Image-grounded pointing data
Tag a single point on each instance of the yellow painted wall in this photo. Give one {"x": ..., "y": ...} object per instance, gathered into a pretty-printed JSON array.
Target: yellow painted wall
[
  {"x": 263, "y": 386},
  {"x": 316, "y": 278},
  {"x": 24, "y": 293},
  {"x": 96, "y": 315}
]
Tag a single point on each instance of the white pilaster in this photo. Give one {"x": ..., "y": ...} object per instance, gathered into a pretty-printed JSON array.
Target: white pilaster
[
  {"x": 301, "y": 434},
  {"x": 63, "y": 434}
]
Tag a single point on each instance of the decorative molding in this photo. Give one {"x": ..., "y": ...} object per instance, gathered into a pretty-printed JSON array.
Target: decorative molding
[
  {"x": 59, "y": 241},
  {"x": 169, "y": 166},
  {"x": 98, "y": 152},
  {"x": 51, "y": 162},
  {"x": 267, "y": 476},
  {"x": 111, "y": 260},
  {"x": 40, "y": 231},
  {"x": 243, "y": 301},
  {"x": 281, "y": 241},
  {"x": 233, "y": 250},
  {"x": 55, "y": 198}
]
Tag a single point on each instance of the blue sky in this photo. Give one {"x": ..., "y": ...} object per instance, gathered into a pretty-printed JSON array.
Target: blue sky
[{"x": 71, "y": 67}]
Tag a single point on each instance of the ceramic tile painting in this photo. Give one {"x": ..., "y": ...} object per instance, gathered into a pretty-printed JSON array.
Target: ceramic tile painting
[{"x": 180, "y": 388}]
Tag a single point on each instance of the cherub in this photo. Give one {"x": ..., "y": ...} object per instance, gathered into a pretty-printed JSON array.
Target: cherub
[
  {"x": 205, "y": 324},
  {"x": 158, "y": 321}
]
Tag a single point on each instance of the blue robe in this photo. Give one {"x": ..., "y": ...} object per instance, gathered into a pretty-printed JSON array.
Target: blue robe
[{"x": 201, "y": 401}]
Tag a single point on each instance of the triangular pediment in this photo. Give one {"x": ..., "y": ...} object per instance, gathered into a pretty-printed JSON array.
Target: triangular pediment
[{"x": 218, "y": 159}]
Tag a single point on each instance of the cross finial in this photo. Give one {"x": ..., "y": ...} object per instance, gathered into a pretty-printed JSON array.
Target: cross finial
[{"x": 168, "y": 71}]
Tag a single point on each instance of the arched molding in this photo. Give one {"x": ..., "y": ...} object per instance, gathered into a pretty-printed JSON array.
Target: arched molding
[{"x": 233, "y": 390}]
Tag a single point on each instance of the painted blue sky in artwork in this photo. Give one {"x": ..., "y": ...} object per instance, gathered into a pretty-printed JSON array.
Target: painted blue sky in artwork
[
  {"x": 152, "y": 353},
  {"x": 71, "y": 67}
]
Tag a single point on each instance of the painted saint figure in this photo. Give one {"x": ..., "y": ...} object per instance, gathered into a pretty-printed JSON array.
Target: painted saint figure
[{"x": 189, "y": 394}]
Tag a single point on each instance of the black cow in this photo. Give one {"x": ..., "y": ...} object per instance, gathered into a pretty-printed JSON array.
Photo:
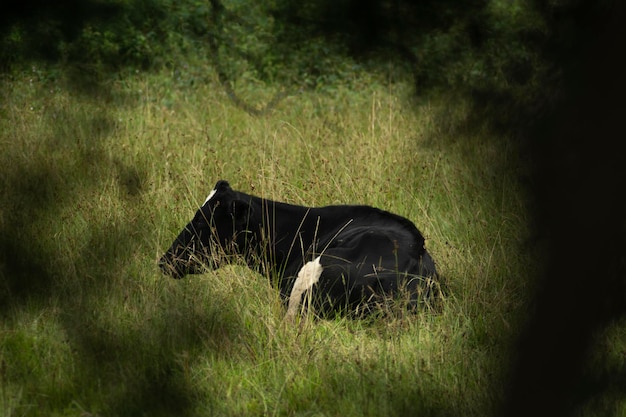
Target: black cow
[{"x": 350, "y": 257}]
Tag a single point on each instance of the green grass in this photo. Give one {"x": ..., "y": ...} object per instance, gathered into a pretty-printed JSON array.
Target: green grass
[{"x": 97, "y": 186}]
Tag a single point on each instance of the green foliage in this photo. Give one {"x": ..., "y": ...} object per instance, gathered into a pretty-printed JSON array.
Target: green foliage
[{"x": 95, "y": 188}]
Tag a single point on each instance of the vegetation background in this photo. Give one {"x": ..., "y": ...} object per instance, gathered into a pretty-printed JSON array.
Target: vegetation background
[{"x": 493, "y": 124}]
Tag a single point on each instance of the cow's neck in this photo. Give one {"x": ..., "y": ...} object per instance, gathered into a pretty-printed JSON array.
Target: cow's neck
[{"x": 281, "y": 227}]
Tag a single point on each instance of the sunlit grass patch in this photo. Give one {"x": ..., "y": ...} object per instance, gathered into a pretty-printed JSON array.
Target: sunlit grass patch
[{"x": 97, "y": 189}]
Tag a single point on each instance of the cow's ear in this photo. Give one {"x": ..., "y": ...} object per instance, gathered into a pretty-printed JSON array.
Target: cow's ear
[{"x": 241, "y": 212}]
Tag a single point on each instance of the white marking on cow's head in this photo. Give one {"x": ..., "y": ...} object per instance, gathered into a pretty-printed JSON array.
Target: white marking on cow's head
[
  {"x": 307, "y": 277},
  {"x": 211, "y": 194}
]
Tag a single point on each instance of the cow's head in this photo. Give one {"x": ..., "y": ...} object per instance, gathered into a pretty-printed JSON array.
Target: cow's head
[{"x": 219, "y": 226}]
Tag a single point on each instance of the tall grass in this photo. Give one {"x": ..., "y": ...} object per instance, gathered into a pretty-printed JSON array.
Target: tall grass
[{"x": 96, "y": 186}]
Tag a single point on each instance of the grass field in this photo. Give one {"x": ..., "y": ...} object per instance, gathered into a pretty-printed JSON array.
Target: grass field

What to do: Exclude all images, then retype the records above without alteration.

Written response:
Tag a single point on each instance of the yellow painted wall in this photo. Give one {"x": ..., "y": ...} object per instance, gathered into a pretty-printed JSON array.
Target: yellow painted wall
[
  {"x": 263, "y": 386},
  {"x": 316, "y": 278},
  {"x": 24, "y": 293},
  {"x": 96, "y": 315}
]
Tag a single point on each instance of the white pilaster in this photo. Give one {"x": ..., "y": ...} object per instance, gathered into a pretty-printed JSON array.
Target: white pilaster
[
  {"x": 301, "y": 434},
  {"x": 63, "y": 434}
]
Tag a single point on each instance of the decorative molding in this photo. Give one {"x": ..., "y": ...} object per instance, gathered into a pretty-printed JSON array.
Target: decorative molding
[
  {"x": 59, "y": 241},
  {"x": 169, "y": 166},
  {"x": 98, "y": 152},
  {"x": 51, "y": 162},
  {"x": 267, "y": 476},
  {"x": 111, "y": 260},
  {"x": 40, "y": 231},
  {"x": 243, "y": 301},
  {"x": 281, "y": 241},
  {"x": 233, "y": 250},
  {"x": 55, "y": 198}
]
Tag a single point on each instance of the blue sky in this photo. Give one {"x": ..., "y": ...} object per instance, gathered into a pretty-printed JSON array.
Target: blue sky
[{"x": 71, "y": 67}]
Tag a single point on each instance of the ceramic tile painting in this photo. Give one {"x": ..., "y": ...} object per instance, gathered into a pretty-printed JSON array.
Target: ceramic tile painting
[{"x": 180, "y": 388}]
Tag a single point on each instance of the cherub in this photo. Give one {"x": ..., "y": ...} object per instance, gathered into a pretty-printed JSON array.
Target: cherub
[
  {"x": 205, "y": 324},
  {"x": 158, "y": 321}
]
Tag a single point on each instance of the blue robe in this photo. Give one {"x": ..., "y": ...} object per instance, gathered into a pretty-printed JSON array.
Target: blue robe
[{"x": 201, "y": 401}]
Tag a single point on each instance of the triangular pediment in this photo. Give one {"x": ..., "y": ...} object per instance, gathered into a pretty-printed JSON array.
Target: triangular pediment
[{"x": 218, "y": 159}]
Tag a single point on each instance of the cross finial in this photo. Give one {"x": ..., "y": ...} object per instance, gathered into a pretty-printed JSON array.
Target: cross finial
[{"x": 168, "y": 71}]
Tag a single point on each instance of the arched molding in this photo. Give one {"x": ..., "y": ...} object per instance, gathered into a pretty-printed JSON array.
Target: arched molding
[{"x": 233, "y": 390}]
Tag a single point on each instance of the painted blue sky in artwork in this photo. Give one {"x": ..., "y": ...} object per instance, gathered into a pretty-printed JSON array.
Target: painted blue sky in artwork
[
  {"x": 152, "y": 353},
  {"x": 71, "y": 67}
]
Tag a single point on each instance of the painted saint figure in this photo. Give one {"x": ..., "y": ...} object per instance, gathered into a pretty-printed JSON array.
Target: painted saint figure
[{"x": 189, "y": 394}]
Tag a single point on each instance of the black cow in this photo. Give one {"x": ..., "y": ...} object per instance, gathered into a pretty-printed JSON array.
Photo:
Target: black cow
[{"x": 350, "y": 257}]
Tag a single point on each instance of the green grass in this photo. Give one {"x": ..., "y": ...} object per instance, gathered into a pretty-printed JSON array.
Target: green grass
[{"x": 97, "y": 186}]
Tag a single point on each instance of the green foliage in this photo. Give one {"x": ..., "y": ...} object per instance, gathered into a pretty-printed JSON array.
Target: green foliage
[{"x": 95, "y": 188}]
Tag a single point on each instance of the vegetation background in this photo. Give one {"x": ..., "y": ...} object per instance, gathered into a pretty-printed JSON array.
Target: vegetation background
[{"x": 493, "y": 124}]
Tag a single point on each instance of the cow's neck in this photo. Give one {"x": ..., "y": ...} object per instance, gathered into a pretty-printed JSON array.
Target: cow's neck
[{"x": 281, "y": 227}]
Tag a single point on each instance of the sunlit grass patch in this photo. Give one {"x": ..., "y": ...} object per instance, gathered into a pretty-printed JSON array.
Target: sunlit grass patch
[{"x": 97, "y": 189}]
Tag a single point on each instance of the cow's ear in this photo. Give one {"x": ..., "y": ...} object per instance, gathered into a pretty-printed JSON array.
Target: cow's ear
[{"x": 241, "y": 212}]
Tag a single point on each instance of the white marking on cow's head in this photo. Give one {"x": ..., "y": ...} object per instance, gathered into a pretty-printed JSON array.
Target: white marking on cow's head
[
  {"x": 307, "y": 277},
  {"x": 211, "y": 194}
]
Tag a single point on each instance of the cow's head in this photo. Give one {"x": ..., "y": ...} object per instance, gathered into a pretty-printed JSON array.
Target: cow's head
[{"x": 219, "y": 226}]
Tag a single point on each instance of the tall grass in this photo. Give one {"x": ..., "y": ...} object per instance, gathered into a pretty-printed JSON array.
Target: tall grass
[{"x": 96, "y": 186}]
Tag a single point on each instance of the grass field in this photo. Give one {"x": ..., "y": ...} object per instance, gathered into a pretty-printed JSON array.
Target: grass field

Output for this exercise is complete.